Raw data:
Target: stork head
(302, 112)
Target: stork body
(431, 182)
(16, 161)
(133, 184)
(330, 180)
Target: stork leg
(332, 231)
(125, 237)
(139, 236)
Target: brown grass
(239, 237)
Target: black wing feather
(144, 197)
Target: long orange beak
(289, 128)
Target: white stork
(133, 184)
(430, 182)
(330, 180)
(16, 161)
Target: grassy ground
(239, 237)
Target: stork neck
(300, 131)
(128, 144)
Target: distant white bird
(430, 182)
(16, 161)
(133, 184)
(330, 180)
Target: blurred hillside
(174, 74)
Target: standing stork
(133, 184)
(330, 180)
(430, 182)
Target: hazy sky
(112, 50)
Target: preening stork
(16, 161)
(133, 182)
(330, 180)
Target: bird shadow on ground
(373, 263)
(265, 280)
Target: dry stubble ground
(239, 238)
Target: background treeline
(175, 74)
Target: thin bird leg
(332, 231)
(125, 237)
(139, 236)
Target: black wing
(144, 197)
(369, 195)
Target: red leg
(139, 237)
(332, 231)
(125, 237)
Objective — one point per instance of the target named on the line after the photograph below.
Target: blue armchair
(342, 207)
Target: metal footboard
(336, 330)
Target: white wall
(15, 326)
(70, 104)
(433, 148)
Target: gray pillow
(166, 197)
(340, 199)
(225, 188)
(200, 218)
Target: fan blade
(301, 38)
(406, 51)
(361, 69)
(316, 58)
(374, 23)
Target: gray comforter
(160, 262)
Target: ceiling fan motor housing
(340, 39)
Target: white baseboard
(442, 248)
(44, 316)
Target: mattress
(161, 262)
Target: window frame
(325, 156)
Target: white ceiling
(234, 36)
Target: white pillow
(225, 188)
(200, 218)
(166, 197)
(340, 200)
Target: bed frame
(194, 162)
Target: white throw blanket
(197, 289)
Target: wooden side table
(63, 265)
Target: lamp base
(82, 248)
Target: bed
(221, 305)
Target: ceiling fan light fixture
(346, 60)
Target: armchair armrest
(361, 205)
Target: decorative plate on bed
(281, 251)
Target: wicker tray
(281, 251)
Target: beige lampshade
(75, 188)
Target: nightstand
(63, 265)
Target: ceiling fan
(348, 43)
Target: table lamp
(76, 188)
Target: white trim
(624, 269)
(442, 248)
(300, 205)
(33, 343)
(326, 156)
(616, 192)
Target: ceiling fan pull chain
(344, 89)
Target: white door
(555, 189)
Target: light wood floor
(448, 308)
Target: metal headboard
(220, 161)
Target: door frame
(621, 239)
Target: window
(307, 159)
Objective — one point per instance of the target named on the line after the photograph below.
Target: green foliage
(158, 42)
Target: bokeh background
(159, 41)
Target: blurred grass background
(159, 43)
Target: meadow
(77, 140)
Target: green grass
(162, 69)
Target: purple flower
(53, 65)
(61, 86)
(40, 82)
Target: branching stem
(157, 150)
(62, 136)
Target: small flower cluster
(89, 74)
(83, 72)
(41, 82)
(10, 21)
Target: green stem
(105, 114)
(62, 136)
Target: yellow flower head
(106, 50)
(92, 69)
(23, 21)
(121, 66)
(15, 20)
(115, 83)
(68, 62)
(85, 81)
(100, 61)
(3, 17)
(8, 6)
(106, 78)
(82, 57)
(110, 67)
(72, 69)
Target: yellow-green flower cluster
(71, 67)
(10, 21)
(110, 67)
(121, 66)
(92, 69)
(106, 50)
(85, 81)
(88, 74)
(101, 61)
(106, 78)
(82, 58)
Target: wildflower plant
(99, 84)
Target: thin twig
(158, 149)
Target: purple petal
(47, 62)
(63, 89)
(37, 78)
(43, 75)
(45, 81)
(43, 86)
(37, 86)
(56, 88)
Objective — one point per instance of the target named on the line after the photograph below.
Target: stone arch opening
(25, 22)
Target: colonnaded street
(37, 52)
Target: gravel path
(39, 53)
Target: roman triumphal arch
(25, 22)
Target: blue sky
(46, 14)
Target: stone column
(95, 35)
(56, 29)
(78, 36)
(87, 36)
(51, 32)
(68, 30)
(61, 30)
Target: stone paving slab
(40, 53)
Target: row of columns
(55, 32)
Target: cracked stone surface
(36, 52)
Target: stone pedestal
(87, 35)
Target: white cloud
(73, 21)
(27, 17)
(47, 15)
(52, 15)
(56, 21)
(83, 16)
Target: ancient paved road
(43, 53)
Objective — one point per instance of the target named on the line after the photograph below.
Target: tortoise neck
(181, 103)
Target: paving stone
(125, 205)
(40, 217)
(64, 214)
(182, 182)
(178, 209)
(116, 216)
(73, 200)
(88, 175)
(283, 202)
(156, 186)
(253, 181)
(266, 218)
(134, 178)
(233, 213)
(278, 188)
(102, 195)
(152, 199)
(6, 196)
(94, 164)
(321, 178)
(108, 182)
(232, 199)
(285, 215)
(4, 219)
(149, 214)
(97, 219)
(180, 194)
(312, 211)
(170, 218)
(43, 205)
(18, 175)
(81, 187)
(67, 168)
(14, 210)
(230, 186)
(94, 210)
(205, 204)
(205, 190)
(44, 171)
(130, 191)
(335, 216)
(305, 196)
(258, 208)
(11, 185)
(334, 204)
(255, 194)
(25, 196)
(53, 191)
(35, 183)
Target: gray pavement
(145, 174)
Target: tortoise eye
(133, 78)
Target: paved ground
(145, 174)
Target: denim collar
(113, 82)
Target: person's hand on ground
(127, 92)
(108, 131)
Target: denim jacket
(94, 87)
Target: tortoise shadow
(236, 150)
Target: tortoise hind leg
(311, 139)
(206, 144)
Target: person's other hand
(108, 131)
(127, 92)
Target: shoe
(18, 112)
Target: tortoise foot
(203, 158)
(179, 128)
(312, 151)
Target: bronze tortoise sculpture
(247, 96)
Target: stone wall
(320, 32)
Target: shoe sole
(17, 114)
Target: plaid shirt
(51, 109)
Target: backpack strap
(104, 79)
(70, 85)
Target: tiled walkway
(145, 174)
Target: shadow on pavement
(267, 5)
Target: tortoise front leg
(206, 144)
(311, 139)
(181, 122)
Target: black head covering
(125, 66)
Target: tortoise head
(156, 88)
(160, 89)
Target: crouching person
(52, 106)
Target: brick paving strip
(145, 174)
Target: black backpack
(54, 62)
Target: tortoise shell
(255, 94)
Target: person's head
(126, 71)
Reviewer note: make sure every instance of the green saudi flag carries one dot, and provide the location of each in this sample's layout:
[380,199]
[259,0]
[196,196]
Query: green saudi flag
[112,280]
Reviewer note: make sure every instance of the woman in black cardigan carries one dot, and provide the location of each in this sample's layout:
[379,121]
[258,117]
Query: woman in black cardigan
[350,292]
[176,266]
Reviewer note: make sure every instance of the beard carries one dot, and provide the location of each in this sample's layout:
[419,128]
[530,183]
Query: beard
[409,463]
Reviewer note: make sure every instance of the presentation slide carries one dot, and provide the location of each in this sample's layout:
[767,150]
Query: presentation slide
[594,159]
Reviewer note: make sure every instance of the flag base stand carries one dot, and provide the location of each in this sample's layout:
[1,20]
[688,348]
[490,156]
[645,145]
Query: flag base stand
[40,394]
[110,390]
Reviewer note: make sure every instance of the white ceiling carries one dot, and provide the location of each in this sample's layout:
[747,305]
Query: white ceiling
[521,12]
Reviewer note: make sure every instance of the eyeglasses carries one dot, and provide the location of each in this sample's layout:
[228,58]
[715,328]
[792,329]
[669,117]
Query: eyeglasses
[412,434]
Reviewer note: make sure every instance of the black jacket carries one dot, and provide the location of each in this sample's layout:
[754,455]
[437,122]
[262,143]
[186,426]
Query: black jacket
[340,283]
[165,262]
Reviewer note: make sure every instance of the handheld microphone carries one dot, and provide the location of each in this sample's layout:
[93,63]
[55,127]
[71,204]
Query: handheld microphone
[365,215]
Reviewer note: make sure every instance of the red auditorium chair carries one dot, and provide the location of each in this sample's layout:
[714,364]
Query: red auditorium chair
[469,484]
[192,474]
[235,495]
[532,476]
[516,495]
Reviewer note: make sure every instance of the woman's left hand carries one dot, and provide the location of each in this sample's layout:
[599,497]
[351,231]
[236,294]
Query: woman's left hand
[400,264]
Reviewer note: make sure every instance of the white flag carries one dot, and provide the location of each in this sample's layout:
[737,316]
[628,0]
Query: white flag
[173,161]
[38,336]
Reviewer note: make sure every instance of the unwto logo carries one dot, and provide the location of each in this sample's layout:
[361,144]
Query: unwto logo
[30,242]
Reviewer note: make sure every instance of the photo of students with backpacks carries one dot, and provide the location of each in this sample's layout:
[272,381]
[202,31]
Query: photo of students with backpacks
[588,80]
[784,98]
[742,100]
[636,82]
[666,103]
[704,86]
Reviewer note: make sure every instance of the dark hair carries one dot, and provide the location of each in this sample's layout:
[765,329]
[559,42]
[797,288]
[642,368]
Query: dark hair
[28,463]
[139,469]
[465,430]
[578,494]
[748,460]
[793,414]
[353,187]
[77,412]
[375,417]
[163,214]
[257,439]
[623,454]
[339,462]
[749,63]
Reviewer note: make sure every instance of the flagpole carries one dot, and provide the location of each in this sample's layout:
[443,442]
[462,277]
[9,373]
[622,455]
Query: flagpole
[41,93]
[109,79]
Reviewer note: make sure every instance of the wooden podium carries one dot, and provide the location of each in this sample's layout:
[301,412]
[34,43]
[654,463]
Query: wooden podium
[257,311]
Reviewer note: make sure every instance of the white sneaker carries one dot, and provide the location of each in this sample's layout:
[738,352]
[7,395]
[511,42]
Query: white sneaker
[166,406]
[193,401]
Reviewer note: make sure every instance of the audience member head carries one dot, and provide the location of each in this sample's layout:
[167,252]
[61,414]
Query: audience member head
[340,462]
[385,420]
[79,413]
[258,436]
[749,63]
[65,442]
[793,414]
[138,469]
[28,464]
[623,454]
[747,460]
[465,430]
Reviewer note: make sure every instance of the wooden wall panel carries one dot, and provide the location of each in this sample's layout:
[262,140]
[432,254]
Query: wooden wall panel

What you have to do:
Look through the listing above and copy each line where the string "panel" occurs.

Your solution:
Reviewer note: make sure every instance of the wooden wall panel carries one dot, and provide the location of each in this sample's layout:
Query: wooden wall panel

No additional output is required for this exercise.